● **ENTRIES PROVIDED**:
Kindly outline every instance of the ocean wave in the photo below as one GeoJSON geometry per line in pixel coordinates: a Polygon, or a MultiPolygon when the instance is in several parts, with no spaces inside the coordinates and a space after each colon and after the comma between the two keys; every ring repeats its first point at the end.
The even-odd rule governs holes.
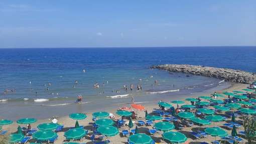
{"type": "Polygon", "coordinates": [[[0,101],[7,101],[8,99],[0,99],[0,101]]]}
{"type": "Polygon", "coordinates": [[[129,94],[123,94],[123,95],[116,95],[114,96],[107,96],[107,97],[111,97],[111,98],[121,98],[123,97],[127,96],[129,95],[129,94]]]}
{"type": "Polygon", "coordinates": [[[39,99],[35,99],[34,101],[35,102],[42,102],[49,101],[49,99],[45,99],[45,98],[39,98],[39,99]]]}
{"type": "Polygon", "coordinates": [[[149,94],[163,93],[178,91],[180,91],[180,90],[179,89],[175,89],[175,90],[165,90],[165,91],[158,91],[158,92],[147,92],[147,93],[149,93],[149,94]]]}

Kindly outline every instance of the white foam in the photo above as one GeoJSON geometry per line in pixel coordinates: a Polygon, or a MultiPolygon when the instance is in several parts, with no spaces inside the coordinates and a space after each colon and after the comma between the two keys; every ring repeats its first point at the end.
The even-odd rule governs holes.
{"type": "Polygon", "coordinates": [[[150,93],[150,94],[163,93],[171,92],[178,91],[180,91],[180,90],[179,89],[175,89],[175,90],[165,90],[165,91],[158,91],[158,92],[147,92],[147,93],[150,93]]]}
{"type": "Polygon", "coordinates": [[[112,98],[121,98],[121,97],[123,97],[127,96],[128,95],[129,95],[129,94],[123,94],[123,95],[114,95],[114,96],[107,96],[107,97],[111,97],[112,98]]]}
{"type": "Polygon", "coordinates": [[[48,101],[49,99],[45,99],[45,98],[39,98],[39,99],[35,99],[34,101],[35,102],[42,102],[48,101]]]}

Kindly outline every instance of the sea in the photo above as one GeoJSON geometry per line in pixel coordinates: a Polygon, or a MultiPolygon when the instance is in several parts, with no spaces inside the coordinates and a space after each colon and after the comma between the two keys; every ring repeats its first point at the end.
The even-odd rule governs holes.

● **WHAT IS NEEDED**: Reproduce the listing above line for line, without changing any wording or punctuation, and leave out the pictures.

● **OUTPUT OF THE EXERCISE**:
Kindly outline every instance of the ocean wave in the photo below as one GeoJSON geometry per line in pixel coordinates: a Polygon, or a MultiPolygon when the instance is in several parts, with no spaces inside the coordinates and a space after each colon and after the comma between the two keys; every ring repeats its first point at the end.
The even-odd rule governs holes.
{"type": "Polygon", "coordinates": [[[0,101],[7,101],[8,99],[0,99],[0,101]]]}
{"type": "Polygon", "coordinates": [[[129,94],[123,94],[123,95],[116,95],[114,96],[107,96],[107,97],[111,97],[111,98],[121,98],[123,97],[127,96],[129,95],[129,94]]]}
{"type": "Polygon", "coordinates": [[[39,99],[35,99],[34,101],[35,102],[42,102],[49,101],[49,99],[45,99],[45,98],[39,98],[39,99]]]}
{"type": "Polygon", "coordinates": [[[149,94],[163,93],[178,91],[180,91],[180,90],[179,89],[175,89],[175,90],[165,90],[165,91],[158,91],[158,92],[147,92],[147,93],[149,93],[149,94]]]}

Kindly outline every instance of the white foam in the photo above as one GeoJSON geometry per line in pixel coordinates: a Polygon, or a MultiPolygon when the instance is in several parts, with no spaces inside the coordinates and a space after each colon and after the comma between the two keys; every ring repeats its first point at the end.
The even-odd rule governs holes.
{"type": "Polygon", "coordinates": [[[150,93],[150,94],[163,93],[171,92],[178,91],[180,91],[180,90],[179,89],[175,89],[175,90],[165,90],[165,91],[158,91],[158,92],[147,92],[147,93],[150,93]]]}
{"type": "Polygon", "coordinates": [[[112,98],[121,98],[121,97],[123,97],[127,96],[128,95],[129,95],[129,94],[123,94],[123,95],[114,95],[114,96],[107,96],[107,97],[111,97],[112,98]]]}
{"type": "Polygon", "coordinates": [[[48,101],[49,99],[45,99],[45,98],[39,98],[39,99],[35,99],[34,101],[35,102],[42,102],[48,101]]]}

Kindly outline every instance of the sea in the photo above as one GeoJSON geometry per line in pixel coordinates: a Polygon, or a MultiPolygon when the instance is in several parts, with no spaces inside the coordinates and a space after each colon and after the comma between the two keys; every ring repeats its first point at the end.
The even-odd rule governs holes.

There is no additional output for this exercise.